> _作業指示 1_:
年金生活と節約に関する文章について、次の問いに答えてください。
(a) 筆者が雑誌を買ったのはどこの売り場か。
(b) 特集の対談をしているのは誰と誰か。
(c) 読者アンケートの家計簿に助言しているのは誰か。
> _作業指示 2_:
年金生活と節約に関する文章のうち、「の題目で、経済評論家とユーチューバーの対談」で始まる段落を、要点を残して箇条書きにまとめてください。
> _作業指示 3_:
年金生活と節約に関する文章の続きを書いてください。

鈴の文箱

日々の雑感(覚書)、本のこと(ネタバレあり)

医療費以外の出費と節約

 スーパーの雑誌売り場を眺めていたら、「婦人公論」の特集記事にひかれて買ってみた。

 不安は減らせる!「限られた年金で満足して暮らす」

 あと数年で受給年齢だが、物価上昇と反比例の収入になるので、参考にしたかった。

 〈「月5万円生活」が教えてくれた〉お金で買えない幸せは、無限大だから

の題目で、経済評論家とユーチューバーの対談。精神面な話が多い印象だったかな。以前はブランド物だけど、今は古着屋さんだとか、ベランダで家庭菜園で新鮮なハーブを育ててるとか…。

 ハーブより、ナスやプチトマト、キュウリの方が実用的だと思ってしまう私には、こういった内容はちょっとキラキラしていて物足りなかった。

 

 読者アンケートで節約下手の家計簿拝見があった。ファイナンシャルプランナーがそれぞれの家計簿にアドバイスする。

> _提示レコード_:

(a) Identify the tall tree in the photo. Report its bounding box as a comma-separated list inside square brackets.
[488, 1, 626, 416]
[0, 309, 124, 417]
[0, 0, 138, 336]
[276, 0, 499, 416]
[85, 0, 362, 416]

> _出力結果 1_:
(a) スーパーの雑誌売り場
(b) 経済評論家とユーチューバー
(c) ファイナンシャルプランナー

> _出力結果 2_:
- 経済評論家とユーチューバーの対談
- 精神面の話が多いという印象
- 以前はブランド物を買っていたが、今は古着屋を利用している
- ベランダの家庭菜園で新鮮なハーブを育てている

> _出力結果 3_:
 わりとよく聞くのは、「民間企業の医療保険の見直しをしましょう。特約などが加わると掛け金も高く、毎月の支出も増えますので、そこは節約のポイントです。医療保険は最低のもの、または入らなくても、病気になったときは、高額医療制度を使えばいいんですよ~」といった内容だ。

 高額医療制度は、医療機関や薬局の窓口で支払う医療費が1か月(歴月:1日から末日まで)で上限額を超えた場合、その超えた額は免除してくれるというもの。母も私もこの制度は利用している。手術や精密検査、高額な薬の処方などの医療費がかさむときはありがたい制度である。

 しかしながら、母の例をとれば、骨折入院、心不全・腎不全の悪化による入院は、手術はなく、後期高齢者で1割負担もあって、医療費そのものはそんなにかからなかった。

 むしろ、リネン代(パジャマやタオル)やおむつ代などの費用が大きい。母は使わなかったが、レンタル・テレビやテレビ・カード、差額ベットの部屋の場合はテレビが使えるかもしれないが、差額代がある。例え、その部屋を希望しなくても体調変化によっては個室に入れられることもあったので、想定外の出費となる。

入院費を心配する患者のイラスト(女性)

 それならパジャマ、タオルやおむつは持ち込めば、その分節約できるかと言えば、微妙なところである。

 母は去年と今年で4つの異なる病院に入院した。去年の2つの病院はリネンとおむつは病院指定ですと言われたので、着替えを持っていく必要はなかった。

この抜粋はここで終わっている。